▸ **Tasks**:
• 1. For each statement below, say yes or no to whether the Fury Road review supports it, and quote the words from the review that decide it. (a) Hugh Keays-Byrne had played Toecutter in the original 1979 Mad Max movie. (b) Fury Road works to fit its events into a larger Max chronology. (c) Eve Ensler served as an on-set consultant on Fury Road.
• 2. According to the Fury Road review, which of Trump's cabinet members was an executive producer on the film?

▸ **Source extract**:

========================================

There’s so much Trump in Joe: the overbearing and vainglorious rhetoric, the hogging of all natural resources, the willingness to treat people like property, the disappointing offspring. They both command hordes of crazy-eyed, pale-skinned young male psychos, and they both boast nature-defying nimbuses of hair. The real differences, as far as I can tell, are Joe’s actual leader charisma and Joe’s willingness to ride into battle himself. (Admittedly, the fact that Steve Mnuchin, Trump’s vampiric treasury secretary, was a Fury Road executive producer complicates this whole parallel. I don’t know what to do with that. Even pieces of shit can, I suppose, be involved with great things from time to time.)
The feminist undercurrents of Fury Road got a lot of ink when the movie came out; critics loved pointing out that Miller had brought in The Vagina Monologues writer Eve Ensler as an on-set consultant. Some “men’s-rights activist” types even noisily declared that they would boycott the movie, and I hope those motherfuckers really did. They don’t deserve it. In any case, Fury Road is a long way away from being a political tract, but it is a story about heroic women overcoming the influence of a predatory, proprietary, evil man, and I do think that matters. In any case, I’ve been doing my best to enjoy politically repellant action movies for my entire life, and I can’t even tell you how great it is that my favorite action movie of all time happens to have ideas about life that line up with my own. That’s one of Fury Road’s many miracles.
As Joe, Miller cast Hugh Keays-Byrne, the Australian actor who’d played the villainous Toecutter in the original 1979 Mad Max movie. (It’s not the first time Miller did that, either. Bruce Spence played entirely different roles in both The Road Warrior and Mad Max Beyond Thunderdome.) The choice makes sense because it doesn’t make sense. Fury Road only barely references the past Mad Max movies, and it makes no attempt to place the events of the movie within a larger Max chronology. Miller simply doesn’t care about stuff like that. He has stories he wants to tell, and if they don’t fit neatly into the mythology, then oh well. But that still underlines what makes Fury Road special. Miller made a great piece of blockbuster entertainment, and he did it in the context of 2015. Fury Road was, at least technically, a part of the summer-franchise-blockbuster economy. It was a big-budget sequel, a reboot, full of big stars. And it’s also a complete vision. As it turns out, that can be done.

========================================

▸ **Provided information**:
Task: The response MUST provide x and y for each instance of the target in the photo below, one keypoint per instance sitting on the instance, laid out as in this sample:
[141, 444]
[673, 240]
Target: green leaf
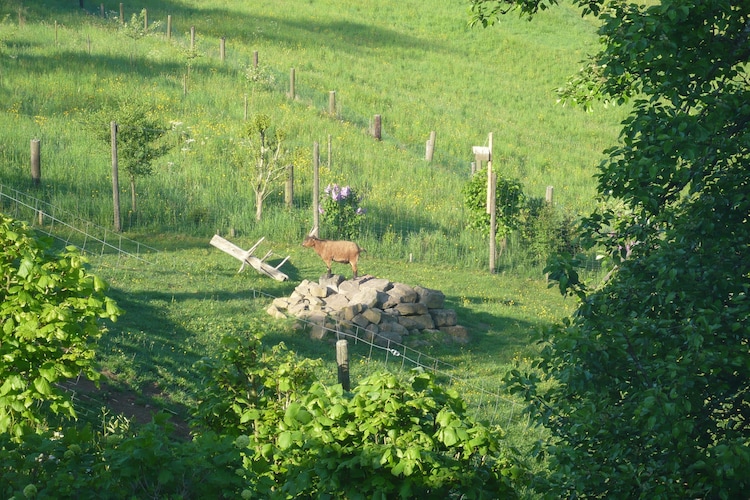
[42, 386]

========================================

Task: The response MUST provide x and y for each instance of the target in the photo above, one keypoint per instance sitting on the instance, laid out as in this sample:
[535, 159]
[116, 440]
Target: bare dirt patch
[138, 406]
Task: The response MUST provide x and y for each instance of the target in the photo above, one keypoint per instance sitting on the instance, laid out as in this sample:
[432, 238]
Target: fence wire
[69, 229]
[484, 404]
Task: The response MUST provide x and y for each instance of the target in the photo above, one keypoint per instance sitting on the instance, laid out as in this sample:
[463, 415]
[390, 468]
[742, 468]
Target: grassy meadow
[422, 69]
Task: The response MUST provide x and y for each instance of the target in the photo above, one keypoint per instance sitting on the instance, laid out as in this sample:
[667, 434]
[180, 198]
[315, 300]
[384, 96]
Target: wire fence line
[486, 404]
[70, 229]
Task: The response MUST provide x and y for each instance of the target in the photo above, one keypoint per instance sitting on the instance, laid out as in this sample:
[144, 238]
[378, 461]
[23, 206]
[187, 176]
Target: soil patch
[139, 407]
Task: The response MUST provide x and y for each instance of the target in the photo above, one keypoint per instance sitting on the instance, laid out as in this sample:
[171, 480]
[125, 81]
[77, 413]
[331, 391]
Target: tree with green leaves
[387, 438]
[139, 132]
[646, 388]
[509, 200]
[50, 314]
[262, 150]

========================================

▸ **Answers for the tasks**:
• 1.
(a) Yes: "Hugh Keays-Byrne, the Australian actor who’d played the villainous Toecutter in the original 1979 Mad Max movie"
(b) No: "it makes no attempt to place the events of the movie within a larger Max chronology"
(c) Yes: "Miller had brought in The Vagina Monologues writer Eve Ensler as an on-set consultant"

• 2. Steve Mnuchin, Trump's treasury secretary.